### Activity
Only lines that contain the word "vegetation" belong in the answer; copy them from the records below.
*** Opening Extracted records ***
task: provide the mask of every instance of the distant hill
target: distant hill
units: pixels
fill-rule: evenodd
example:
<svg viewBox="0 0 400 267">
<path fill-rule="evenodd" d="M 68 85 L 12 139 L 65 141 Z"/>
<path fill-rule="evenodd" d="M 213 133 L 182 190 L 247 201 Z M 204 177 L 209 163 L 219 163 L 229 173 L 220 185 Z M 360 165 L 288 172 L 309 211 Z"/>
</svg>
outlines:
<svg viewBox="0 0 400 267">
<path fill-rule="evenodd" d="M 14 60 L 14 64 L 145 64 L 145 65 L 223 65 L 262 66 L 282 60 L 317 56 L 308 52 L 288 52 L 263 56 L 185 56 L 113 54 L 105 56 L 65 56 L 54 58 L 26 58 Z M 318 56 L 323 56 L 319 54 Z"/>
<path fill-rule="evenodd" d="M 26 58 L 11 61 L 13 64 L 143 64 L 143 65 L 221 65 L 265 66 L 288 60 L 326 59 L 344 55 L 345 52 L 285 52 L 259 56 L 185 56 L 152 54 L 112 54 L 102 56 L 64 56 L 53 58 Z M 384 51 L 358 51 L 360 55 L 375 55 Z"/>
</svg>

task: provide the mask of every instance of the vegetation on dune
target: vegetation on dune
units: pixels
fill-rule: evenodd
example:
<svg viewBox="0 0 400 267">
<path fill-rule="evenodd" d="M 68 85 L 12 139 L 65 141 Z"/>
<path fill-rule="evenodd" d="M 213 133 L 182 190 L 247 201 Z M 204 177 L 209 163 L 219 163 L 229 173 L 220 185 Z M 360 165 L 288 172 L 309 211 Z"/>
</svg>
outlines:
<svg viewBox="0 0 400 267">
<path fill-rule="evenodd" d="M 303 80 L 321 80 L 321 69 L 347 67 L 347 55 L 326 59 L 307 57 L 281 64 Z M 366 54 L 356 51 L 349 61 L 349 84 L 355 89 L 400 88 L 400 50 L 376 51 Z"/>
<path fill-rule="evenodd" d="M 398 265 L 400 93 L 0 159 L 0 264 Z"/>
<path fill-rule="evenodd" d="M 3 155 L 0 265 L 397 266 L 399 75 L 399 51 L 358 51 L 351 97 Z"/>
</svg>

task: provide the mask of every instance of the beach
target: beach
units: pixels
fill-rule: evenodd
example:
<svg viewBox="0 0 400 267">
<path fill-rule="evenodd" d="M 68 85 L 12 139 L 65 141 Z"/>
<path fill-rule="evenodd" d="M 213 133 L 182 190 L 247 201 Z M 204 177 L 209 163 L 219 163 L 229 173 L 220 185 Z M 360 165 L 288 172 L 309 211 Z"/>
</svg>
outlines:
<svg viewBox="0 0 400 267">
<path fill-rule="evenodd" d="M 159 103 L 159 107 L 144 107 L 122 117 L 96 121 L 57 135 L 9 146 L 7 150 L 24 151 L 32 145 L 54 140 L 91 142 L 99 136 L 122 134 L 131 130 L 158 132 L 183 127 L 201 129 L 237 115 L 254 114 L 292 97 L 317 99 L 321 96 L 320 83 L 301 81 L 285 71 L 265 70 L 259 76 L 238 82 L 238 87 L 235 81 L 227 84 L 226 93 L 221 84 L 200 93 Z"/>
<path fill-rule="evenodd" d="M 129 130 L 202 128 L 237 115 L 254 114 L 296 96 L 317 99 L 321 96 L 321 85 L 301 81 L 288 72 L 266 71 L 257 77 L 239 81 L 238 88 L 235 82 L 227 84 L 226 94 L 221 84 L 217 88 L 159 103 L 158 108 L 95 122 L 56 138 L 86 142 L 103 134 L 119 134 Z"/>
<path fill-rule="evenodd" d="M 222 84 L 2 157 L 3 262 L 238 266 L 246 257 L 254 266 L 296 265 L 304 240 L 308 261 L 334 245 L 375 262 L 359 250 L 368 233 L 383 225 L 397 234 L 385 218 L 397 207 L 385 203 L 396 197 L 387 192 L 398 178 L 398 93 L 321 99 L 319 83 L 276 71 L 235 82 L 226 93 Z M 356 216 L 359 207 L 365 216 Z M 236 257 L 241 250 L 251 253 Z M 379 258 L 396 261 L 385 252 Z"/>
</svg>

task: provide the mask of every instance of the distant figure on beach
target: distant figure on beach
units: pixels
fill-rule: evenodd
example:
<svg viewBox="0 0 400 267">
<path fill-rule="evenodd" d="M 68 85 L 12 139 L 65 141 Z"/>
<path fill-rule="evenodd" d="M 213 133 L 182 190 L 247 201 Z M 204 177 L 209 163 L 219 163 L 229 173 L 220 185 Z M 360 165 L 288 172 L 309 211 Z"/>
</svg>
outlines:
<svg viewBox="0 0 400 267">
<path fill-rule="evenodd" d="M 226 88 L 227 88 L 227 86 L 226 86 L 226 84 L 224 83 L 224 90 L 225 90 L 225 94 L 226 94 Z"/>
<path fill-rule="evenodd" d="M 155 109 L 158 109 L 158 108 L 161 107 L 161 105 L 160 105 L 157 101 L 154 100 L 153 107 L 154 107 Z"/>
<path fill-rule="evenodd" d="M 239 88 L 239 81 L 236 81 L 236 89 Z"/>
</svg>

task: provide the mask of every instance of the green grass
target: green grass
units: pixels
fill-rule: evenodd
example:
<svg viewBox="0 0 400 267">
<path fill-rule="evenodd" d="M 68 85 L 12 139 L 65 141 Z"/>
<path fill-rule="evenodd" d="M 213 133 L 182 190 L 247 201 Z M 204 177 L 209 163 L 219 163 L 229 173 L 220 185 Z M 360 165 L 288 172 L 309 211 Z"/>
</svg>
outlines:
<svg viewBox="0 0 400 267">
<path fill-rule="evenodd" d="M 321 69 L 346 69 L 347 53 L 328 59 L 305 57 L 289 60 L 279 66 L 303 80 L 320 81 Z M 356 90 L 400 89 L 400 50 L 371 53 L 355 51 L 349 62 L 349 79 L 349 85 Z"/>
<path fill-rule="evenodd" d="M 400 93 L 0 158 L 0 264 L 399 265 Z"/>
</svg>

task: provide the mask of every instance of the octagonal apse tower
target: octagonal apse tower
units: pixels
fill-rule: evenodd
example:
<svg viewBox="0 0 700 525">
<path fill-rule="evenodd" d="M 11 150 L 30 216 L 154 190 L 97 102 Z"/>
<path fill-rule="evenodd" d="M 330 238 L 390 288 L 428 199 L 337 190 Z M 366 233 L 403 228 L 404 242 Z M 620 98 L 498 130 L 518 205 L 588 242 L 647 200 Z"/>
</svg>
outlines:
*** Closing Extracted records ***
### Task response
task: provide the mask of every instance of the vegetation on dune
target: vegetation on dune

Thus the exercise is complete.